Extract the complete listing and output it unchanged.

▶ Task input
=== Section Start ===
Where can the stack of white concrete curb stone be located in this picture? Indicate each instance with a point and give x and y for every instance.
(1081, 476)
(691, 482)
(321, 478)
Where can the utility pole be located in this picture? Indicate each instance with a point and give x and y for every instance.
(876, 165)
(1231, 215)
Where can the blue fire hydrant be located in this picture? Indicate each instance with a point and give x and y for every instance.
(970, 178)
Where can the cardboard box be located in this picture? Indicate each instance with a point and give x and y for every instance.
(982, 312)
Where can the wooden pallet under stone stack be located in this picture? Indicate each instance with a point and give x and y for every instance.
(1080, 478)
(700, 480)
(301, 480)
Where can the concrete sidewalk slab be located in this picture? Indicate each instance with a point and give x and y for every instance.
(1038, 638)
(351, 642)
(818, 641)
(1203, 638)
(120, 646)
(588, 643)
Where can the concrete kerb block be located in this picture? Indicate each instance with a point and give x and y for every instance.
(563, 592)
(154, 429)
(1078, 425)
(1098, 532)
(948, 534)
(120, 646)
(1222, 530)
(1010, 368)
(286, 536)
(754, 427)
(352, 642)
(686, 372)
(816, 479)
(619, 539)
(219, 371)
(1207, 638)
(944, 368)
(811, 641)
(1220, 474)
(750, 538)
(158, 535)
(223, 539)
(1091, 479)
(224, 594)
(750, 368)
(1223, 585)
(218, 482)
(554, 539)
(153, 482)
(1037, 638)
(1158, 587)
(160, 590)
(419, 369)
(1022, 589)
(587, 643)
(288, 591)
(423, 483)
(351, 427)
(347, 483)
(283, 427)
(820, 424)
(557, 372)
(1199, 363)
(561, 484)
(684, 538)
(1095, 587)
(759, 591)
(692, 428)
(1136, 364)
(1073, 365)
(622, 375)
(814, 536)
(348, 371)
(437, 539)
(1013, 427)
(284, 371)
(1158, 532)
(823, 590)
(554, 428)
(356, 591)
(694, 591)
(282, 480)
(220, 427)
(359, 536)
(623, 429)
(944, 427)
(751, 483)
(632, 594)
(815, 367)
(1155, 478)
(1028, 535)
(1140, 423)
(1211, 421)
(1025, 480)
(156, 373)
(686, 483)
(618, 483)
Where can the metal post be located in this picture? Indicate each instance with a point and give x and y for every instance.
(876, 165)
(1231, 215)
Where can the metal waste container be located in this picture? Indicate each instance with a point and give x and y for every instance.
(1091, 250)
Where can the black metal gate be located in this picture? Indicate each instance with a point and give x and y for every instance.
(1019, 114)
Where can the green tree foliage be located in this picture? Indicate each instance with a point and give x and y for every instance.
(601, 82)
=== Section End ===
▶ Solved problem
Where can the stack of white concrete curb stone be located in this picture? Indicate each instance with a point and give x and y for every instance.
(1081, 476)
(691, 482)
(321, 478)
Where can the utility pole be located in this picture? Indicate each instance with a point and give x and y for every instance.
(876, 165)
(1231, 215)
Where can the blue fire hydrant be located in this picture? Indicate each instance with a point and give x and y for every instance.
(970, 178)
Where can the cardboard box be located in this picture? Indicate each instance with a point and give x and y for every instance.
(982, 312)
Where can the wooden pallet under stone stack be located in this picture? Indicate each instance with a point and give x and y for every instance.
(1080, 478)
(700, 480)
(301, 480)
Where can the concrete sidewalk slab be located in this picture? Indicate each instance with a point and give x and y for every instance.
(1038, 638)
(351, 642)
(818, 641)
(1203, 638)
(120, 646)
(588, 643)
Where can the concrete kerb block be located in this picture? Indicate each instance with a point and give x and y for every instance.
(563, 592)
(154, 429)
(1078, 425)
(1098, 532)
(948, 534)
(120, 646)
(1222, 530)
(1010, 368)
(286, 536)
(754, 427)
(352, 642)
(686, 372)
(816, 479)
(619, 539)
(219, 371)
(1207, 638)
(944, 368)
(811, 641)
(1220, 474)
(750, 538)
(158, 535)
(223, 539)
(1091, 479)
(224, 594)
(750, 368)
(1223, 585)
(218, 482)
(554, 539)
(153, 482)
(1037, 638)
(1158, 587)
(160, 590)
(419, 369)
(1022, 589)
(587, 643)
(288, 591)
(423, 483)
(351, 427)
(347, 483)
(283, 427)
(820, 424)
(557, 372)
(1199, 363)
(561, 484)
(684, 538)
(1095, 587)
(759, 591)
(692, 428)
(1136, 364)
(1073, 365)
(622, 375)
(814, 536)
(348, 371)
(437, 539)
(1013, 427)
(284, 371)
(1158, 532)
(823, 590)
(554, 428)
(356, 591)
(694, 591)
(282, 480)
(220, 427)
(359, 536)
(623, 429)
(944, 427)
(751, 483)
(632, 594)
(815, 367)
(1155, 478)
(1028, 535)
(1140, 423)
(1211, 421)
(1025, 480)
(156, 373)
(686, 483)
(618, 483)
Where can the metal post be located in this picture? Indicate each instance with a point and give x and y for every instance.
(876, 165)
(1231, 215)
Where can the metal waste container be located in this picture? Indicate each instance with a point and give x and y for every instance.
(1091, 250)
Where can the black metal gate be located in this picture? Indicate each instance with a point and give x and y for every instance.
(1019, 114)
Where can the green tree foliage be located in this picture? Indicate each instance with a point and give x and y for every instance.
(601, 82)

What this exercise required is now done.